• _Anforderungen_
1: Führe jede Zeile der Einträge wortgetreu auf, in der die Zeichenfolge „grass“ vorkommt. Groß- und Kleinschreibung ist dabei zu beachten.
2: Setze den Text über die NIS2-Richtlinie an der Stelle fort, an der er endet.

Die ursprüngliche NIS-Richtlinie von 2016 war ein Meilenstein, zielte aber auf Großunternehmen und Betreiber kritischer Infrastrukturen ab. Da Cyberkriminalität die Stabilität des gesamten Wirtschaftssystems bedroht, wurde die Verordnung der EU auf weitere Branchen und Unternehmensgrößen ausgeweitet.
Im Rahmen von NIS2 müssen jetzt auch mittelständische Unternehmen ab 50 Mitarbeitenden noch in diesem Jahr wirksamere Maßnahmen gegen IT-Angriffe ergreifen. Dazu zählen Risikoanalysen, Krisenmanagement, Datensicherung, Zugangskontrollkonzepte und Mitarbeiterschulungen. Die Geschäftsführung muss in diesem Kontext ihre Kontrollaufgaben aktiv wahrnehmen und kann die Anforderungen keinesfalls uneingeschränkt an die IT-Abteilungen oder Dienstleister delegieren. Mit Inkrafttreten der Richtlinie muss zudem mit einer weiteren Verschärfung gerechnet werden: Bei Verstößen drohen Bußgelder bis zu zehn Millionen Euro oder zwei Prozent des Jahresumsatzes. Und diese gesetzlichen Vorgaben werden sich früher oder später in den Versicherungsverträgen niederschlagen.
Persönliche Haftung für CEO und IT-Leiter
Das Bewusstsein für das Gefahrenpotenzial einer Cyberattacke ist in den Unternehmen meist vorhanden. Betriebe sollten deshalb regelmäßig Stresstests durchführen und entsprechende Notfallpläne aufstellen. In einem ersten Schritt sind kritische Prozesse und Risiken für das Kerngeschäft zu quantifizieren. Die Verantwortung dafür haben die IT-Abteilungen und die Geschäftsführung. CEO und IT-Leiter können persönlich haftbar gemacht werden, falls es zu ernsthaften Schäden kommt und eine Cyberversicherung und/oder adäquate Schutzmaßnahmen fehlen.
Pflicht und keine Kür: Die tägliche Datensicherung und sinnvolle Rechteverwaltung
Kleinst- und Kleinunternehmen sind gut beraten, den Angebotsprozess für IT-Cyberversicherungen zu durchlaufen, um danach die daraus resultierenden Mindestanforderungen in das eigene Unternehmen zu übertragen. Für diesen Vorgang können Angaben zur eigenen IT-Sicherheit in die Antragsmodelle einiger Versicherer übertragen werden, um zu prüfen, ob ein Cyberversicherungsschutz überhaupt möglich wäre. Auf diese Weise könnte auch eine Ablehnung eines Antrags verhindert werden. In diesem Kontext wies der Gewerbeversicherungsmakler FinanzChef24 vor Kurzem darauf hin, dass jeder zweite Antrag eines Unternehmens mit über zehn Millionen Euro Umsatz mit der Begründung „unzureichende IT-Sicherheit“ abgelehnt wird.

• _Daten zur Verarbeitung_
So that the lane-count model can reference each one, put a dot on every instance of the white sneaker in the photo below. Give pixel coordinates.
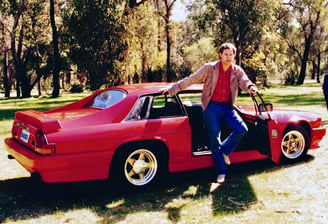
(220, 179)
(226, 159)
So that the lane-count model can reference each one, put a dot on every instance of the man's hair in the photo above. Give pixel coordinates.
(227, 46)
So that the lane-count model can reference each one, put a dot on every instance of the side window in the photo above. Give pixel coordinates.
(190, 99)
(141, 109)
(107, 98)
(165, 106)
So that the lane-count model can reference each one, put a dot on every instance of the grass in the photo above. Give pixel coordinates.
(254, 192)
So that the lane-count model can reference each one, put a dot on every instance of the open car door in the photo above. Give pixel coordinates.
(262, 119)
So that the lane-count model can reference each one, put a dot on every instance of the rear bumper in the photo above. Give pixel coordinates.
(62, 168)
(317, 136)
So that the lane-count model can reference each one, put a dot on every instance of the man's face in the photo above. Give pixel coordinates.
(227, 56)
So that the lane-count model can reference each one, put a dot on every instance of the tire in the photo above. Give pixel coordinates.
(294, 144)
(138, 167)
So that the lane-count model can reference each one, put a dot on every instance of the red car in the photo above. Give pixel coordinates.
(133, 134)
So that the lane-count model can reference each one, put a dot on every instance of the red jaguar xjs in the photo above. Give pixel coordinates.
(133, 134)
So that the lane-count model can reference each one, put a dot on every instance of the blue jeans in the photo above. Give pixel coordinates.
(214, 115)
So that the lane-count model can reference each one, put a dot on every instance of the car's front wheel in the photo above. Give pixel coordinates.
(138, 167)
(294, 145)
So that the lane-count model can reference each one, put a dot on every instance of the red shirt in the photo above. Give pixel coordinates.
(222, 90)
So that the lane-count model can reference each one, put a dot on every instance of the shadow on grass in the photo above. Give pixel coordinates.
(23, 198)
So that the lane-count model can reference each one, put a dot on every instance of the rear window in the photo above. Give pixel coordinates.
(107, 98)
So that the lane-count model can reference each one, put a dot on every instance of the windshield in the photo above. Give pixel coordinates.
(107, 98)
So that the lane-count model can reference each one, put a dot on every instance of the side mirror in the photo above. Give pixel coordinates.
(265, 108)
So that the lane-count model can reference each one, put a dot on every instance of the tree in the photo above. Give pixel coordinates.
(166, 12)
(5, 47)
(96, 32)
(56, 65)
(303, 18)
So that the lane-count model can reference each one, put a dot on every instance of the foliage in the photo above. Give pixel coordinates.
(108, 42)
(97, 40)
(200, 52)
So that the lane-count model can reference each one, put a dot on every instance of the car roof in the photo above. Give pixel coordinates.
(152, 87)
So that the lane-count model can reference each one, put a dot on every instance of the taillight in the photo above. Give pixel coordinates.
(42, 146)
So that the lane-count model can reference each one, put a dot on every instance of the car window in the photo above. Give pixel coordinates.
(107, 98)
(165, 106)
(189, 99)
(140, 109)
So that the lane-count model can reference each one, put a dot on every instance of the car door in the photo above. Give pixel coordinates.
(261, 125)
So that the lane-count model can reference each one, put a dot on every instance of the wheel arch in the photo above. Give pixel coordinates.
(302, 124)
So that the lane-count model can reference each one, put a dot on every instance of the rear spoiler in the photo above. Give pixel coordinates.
(39, 120)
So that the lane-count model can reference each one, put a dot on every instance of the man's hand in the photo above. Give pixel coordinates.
(166, 91)
(253, 90)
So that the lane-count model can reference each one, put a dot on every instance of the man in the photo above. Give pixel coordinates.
(325, 89)
(221, 82)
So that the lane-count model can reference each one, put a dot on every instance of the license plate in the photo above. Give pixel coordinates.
(25, 135)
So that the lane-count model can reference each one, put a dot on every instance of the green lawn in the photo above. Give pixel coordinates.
(255, 192)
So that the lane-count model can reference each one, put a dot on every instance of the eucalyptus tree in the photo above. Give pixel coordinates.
(28, 30)
(301, 20)
(164, 9)
(4, 48)
(96, 30)
(144, 60)
(236, 21)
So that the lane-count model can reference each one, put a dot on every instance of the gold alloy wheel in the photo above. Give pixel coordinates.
(293, 144)
(140, 167)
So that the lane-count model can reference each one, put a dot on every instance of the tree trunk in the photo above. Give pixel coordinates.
(318, 67)
(56, 65)
(6, 78)
(305, 58)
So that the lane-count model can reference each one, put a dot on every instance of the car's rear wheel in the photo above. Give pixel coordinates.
(138, 167)
(294, 145)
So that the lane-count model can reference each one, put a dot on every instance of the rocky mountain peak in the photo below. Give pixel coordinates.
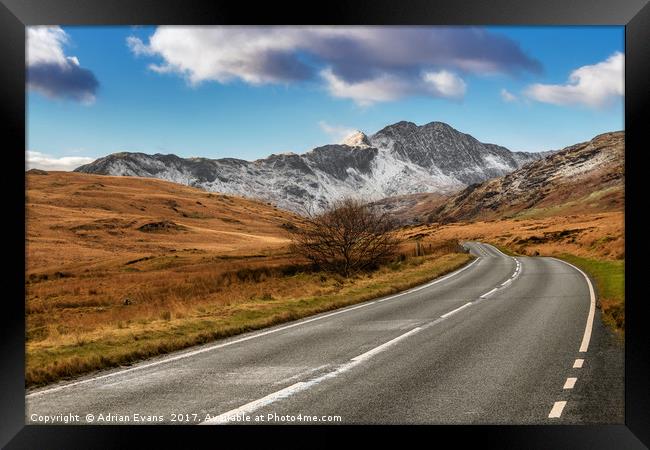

• _Antworten pro Aufgabe_
1:
So that the lane-count model can reference each one, put a dot on every instance of the grass in the photo above. Give pixel coordinates.
So that the lane-count model can reference each one, put a dot on every instance of the shadow on grass in the photo above. Give pixel coordinates.

2:
Durch diese Vorgehensweise können auch wichtige Hinweise auf mögliche Schwachstellen gewonnen werden und der Weg für ein neues Antragsverfahren auf Basis einer verbesserten IT-Sicherheit eröffnet werden. Als Mindestvoraussetzung werden häufig Abfragen zur Frequenz der Datensicherung, den Sicherheitstrainings für Mitarbeitende, die Zwei-Faktor-Authentisierung sowie ein angemessenes Konzept für die Rollen- und Rechtevergabe gefordert. Mit technischen und organisatorischen Maßnahmen sowie einer zielgerichteten Prävention besteht die Möglichkeit, das Restrisiko in Verbindung mit einem Hackerangriff zu reduzieren und mit einer passenden Cyberpolice abzusichern. Da Schadenfälle durch vermehrte Hackerangriffe zunehmen, setzen Versicherer für den Abschluss einer Cyberpolice eine ausreichende Firewall sowie eine IT-Umgebung auf einem aktuellen Stand als generelle Anforderungen an die IT-Sicherheit voraus.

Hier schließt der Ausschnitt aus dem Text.